**Extracto proporcionado**:
+===+
FERNANDO INFANTE DEL ROSAL 12.03.2020
(…) El destierro de la emoción, por parte de las vanguardias escénicas y musicales especialmente, pretendía eliminar del arte ese tipo de experiencia en la que el receptor simplemente continúa –aunque de forma más intensa– en el nivel de sus emociones reales, de los afectos y sentimientos propios de la psicología cotidiana, o bien en el de sus emociones potenciales, de aquellas que no le ofrece su anodina vida pero que igualmente pertenecen a la psicología y no al arte. Esta actitud proclama la existencia de una experiencia genuinamente estética o genuinamente artística (desde el lado de la recepción, principalmente). La experiencia emocional desplaza o distorsiona esa propiedad artística, por eso debe ser rechazada 1.
Pero este dirigirse contra la emoción en el arte fue un objetivo errado. El problema para la autonomía del arte en este sentido no era la emoción representada que es actualizada en el receptor, sino el mecanismo que permite que eso suceda: la identificación. Del mismo modo que, según la visión aristotélica, no es contraria a la autonomía la representación de los temas éticos, por ejemplo, porque éstos no se prolongan en la vida real del espectador. Ahí radica la doble aportación del Estagirita: la identificación es constitutiva de la tragedia porque permite el efecto emocional; la catarsis es constitutiva de la tragedia porque no permite el efecto inmoral.
+===+
**Datos extraídos**:
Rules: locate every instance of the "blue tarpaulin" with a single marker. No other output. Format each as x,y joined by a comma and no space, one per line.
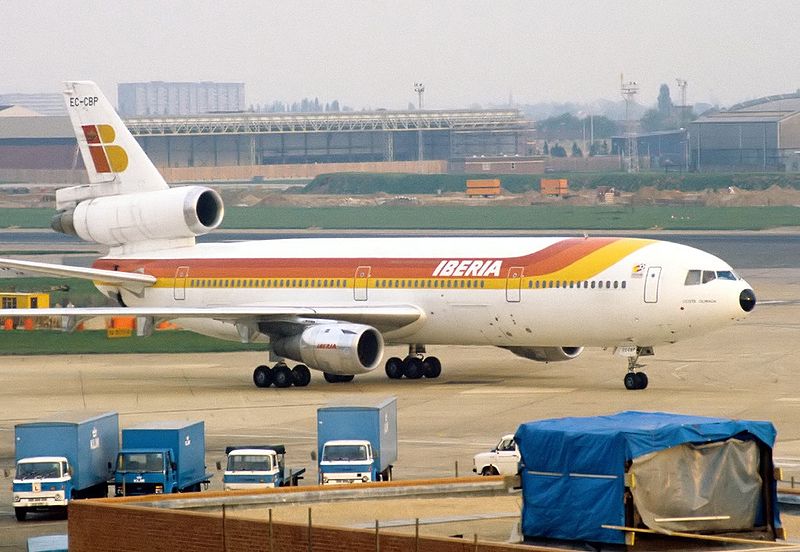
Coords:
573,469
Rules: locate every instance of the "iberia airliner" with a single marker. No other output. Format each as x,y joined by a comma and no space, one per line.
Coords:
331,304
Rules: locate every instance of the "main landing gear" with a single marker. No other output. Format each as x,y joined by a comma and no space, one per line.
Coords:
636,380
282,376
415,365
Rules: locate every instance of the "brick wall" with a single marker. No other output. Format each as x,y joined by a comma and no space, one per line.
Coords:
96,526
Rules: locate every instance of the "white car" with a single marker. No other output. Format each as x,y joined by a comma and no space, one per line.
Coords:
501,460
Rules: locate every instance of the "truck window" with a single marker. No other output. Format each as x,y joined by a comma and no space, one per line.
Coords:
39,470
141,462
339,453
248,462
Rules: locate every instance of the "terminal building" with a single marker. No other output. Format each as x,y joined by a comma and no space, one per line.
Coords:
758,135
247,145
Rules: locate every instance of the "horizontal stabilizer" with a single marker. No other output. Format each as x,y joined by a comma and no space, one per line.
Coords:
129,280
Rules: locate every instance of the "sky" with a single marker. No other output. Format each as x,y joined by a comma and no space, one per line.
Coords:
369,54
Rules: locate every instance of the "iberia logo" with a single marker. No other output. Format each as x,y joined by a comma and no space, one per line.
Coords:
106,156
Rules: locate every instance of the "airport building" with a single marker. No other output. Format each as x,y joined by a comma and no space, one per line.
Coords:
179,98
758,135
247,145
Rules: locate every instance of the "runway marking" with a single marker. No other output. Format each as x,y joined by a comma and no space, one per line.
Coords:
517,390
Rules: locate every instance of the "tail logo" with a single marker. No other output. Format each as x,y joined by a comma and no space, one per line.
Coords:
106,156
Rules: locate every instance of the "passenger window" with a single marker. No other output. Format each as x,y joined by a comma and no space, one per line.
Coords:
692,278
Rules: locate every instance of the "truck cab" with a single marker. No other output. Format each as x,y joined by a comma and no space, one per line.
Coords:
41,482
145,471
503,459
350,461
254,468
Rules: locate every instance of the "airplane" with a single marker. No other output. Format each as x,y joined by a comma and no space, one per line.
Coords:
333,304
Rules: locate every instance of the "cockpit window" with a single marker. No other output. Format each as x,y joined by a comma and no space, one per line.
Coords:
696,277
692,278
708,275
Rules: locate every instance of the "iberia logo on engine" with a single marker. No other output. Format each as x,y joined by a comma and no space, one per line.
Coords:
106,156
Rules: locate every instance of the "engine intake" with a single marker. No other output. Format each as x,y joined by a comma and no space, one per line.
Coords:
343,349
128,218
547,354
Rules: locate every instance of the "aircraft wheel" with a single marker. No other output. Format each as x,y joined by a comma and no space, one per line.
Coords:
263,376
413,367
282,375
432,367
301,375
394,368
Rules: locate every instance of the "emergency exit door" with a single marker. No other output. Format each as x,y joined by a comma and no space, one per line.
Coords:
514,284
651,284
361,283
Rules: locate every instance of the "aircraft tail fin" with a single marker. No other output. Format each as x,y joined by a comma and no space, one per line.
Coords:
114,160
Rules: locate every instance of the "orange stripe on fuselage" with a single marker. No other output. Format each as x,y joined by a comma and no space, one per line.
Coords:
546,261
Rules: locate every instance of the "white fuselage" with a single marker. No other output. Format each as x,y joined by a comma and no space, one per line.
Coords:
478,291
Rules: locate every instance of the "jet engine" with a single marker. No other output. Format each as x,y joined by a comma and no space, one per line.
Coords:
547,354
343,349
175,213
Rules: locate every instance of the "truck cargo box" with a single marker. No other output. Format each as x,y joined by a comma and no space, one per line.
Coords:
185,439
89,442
+===+
**Detalles de tarea**:
Convierte en una lista breve el párrafo del extracto sobre la emoción en el arte que empieza con «Pero este dirigirse contra la emoción», sin perder sus ideas principales.

**Respuesta al problema**:
- Dirigirse contra la emoción en el arte fue un objetivo errado.
- El problema para la autonomía del arte no era la emoción representada que se actualiza en el receptor, sino el mecanismo que lo hace posible: la identificación.
- De igual modo, según la visión aristotélica, representar temas éticos no va contra la autonomía, porque estos no se prolongan en la vida real del espectador.
- La doble aportación del Estagirita consiste en lo siguiente. La identificación es constitutiva de la tragedia porque permite el efecto emocional. La catarsis lo es porque no permite el efecto inmoral.